# Task prompt
Would you please repeat the data exactly as given?

(Referring expression pointing data)
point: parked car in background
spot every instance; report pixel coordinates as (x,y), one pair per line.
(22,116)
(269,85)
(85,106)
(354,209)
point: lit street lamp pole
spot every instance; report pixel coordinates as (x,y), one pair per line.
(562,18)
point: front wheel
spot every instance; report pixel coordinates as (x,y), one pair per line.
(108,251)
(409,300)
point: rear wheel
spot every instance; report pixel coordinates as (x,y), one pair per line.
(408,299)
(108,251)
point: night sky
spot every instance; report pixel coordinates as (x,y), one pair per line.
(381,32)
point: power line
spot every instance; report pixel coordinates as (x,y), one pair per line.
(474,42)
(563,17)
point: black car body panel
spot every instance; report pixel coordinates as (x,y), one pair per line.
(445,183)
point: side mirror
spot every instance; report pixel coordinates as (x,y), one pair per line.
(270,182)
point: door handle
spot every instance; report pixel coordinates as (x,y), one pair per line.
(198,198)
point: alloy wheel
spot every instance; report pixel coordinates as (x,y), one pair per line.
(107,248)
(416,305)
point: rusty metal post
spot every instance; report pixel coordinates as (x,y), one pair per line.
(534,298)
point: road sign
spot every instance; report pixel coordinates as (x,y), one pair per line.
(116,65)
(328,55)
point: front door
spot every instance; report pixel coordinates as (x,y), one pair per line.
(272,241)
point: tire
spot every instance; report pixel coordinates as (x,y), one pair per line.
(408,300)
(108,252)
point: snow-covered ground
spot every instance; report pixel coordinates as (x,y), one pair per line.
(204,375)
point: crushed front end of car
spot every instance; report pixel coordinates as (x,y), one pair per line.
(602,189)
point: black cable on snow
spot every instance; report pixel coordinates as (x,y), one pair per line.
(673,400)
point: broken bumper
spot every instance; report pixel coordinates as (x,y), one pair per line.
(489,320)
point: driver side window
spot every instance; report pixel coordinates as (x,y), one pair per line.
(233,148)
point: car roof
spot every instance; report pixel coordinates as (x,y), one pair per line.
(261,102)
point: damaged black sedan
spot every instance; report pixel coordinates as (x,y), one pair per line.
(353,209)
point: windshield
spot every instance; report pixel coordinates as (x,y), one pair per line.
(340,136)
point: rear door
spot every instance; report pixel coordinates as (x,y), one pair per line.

# Completed task
point: parked car in background
spot every instance; report pixel coordinates as (x,y), one pair per line.
(22,116)
(269,85)
(85,106)
(354,209)
point: lit street lamp pole
spot every instance; report pixel coordinates as (x,y), one pair per line.
(562,18)
point: front wheel
spot every instance; report pixel coordinates as (x,y), one pair per line.
(108,251)
(409,300)
point: rear wheel
spot every instance; report pixel coordinates as (x,y), one pair per line.
(408,299)
(108,251)
point: night sky
spot every instance; report pixel coordinates as (x,y), one pair per line.
(381,32)
point: power line
spot every instance; report pixel coordinates as (x,y), one pair per line.
(474,42)
(563,17)
point: black car body panel
spot every instance; report pixel coordinates as (x,y), one pair per line.
(445,183)
point: side mirror
spot every instance; report pixel coordinates as (x,y), one pair per line.
(270,182)
point: door handle
spot every instance; report pixel coordinates as (x,y), one pair per line.
(198,198)
point: alloy wheel
spot every instance; report pixel coordinates as (x,y), one pair per line.
(107,248)
(416,305)
point: rusty metal post
spot every instance; report pixel coordinates as (x,y), one pair per line.
(534,298)
point: road sign
spot every instance; report pixel coordinates as (x,y), one pair per line.
(116,65)
(328,55)
point: front door
spot every instance; report pixel coordinates as (x,y), one pair per line.
(272,241)
point: tire
spot every instance; report pixel coordinates as (x,y), one pair per line.
(408,300)
(108,252)
point: snow-covered ground
spot every instance; report pixel coordinates as (x,y), one pair per line.
(204,375)
point: crushed front end of car
spot every instance; report pixel coordinates as (x,y), one pair per line.
(602,189)
point: black cable on snow
spot every instance; report pixel coordinates as (x,y), one pair per line.
(673,400)
point: broken bumper
spot every instance; report pixel coordinates as (x,y), one pair per line.
(489,320)
point: driver side window
spot every instance; report pixel coordinates as (x,y), one pair per line.
(233,148)
point: car roof
spot every instance; report pixel coordinates as (x,y), one pair per line.
(261,102)
point: damaged black sedan
spot every instance; report pixel coordinates as (x,y), one pair per line.
(353,209)
point: windshield
spot every instance; report pixel coordinates as (x,y), one pair per line.
(340,136)
point: rear door
spot every instance; report pixel coordinates as (x,y), one pair per line.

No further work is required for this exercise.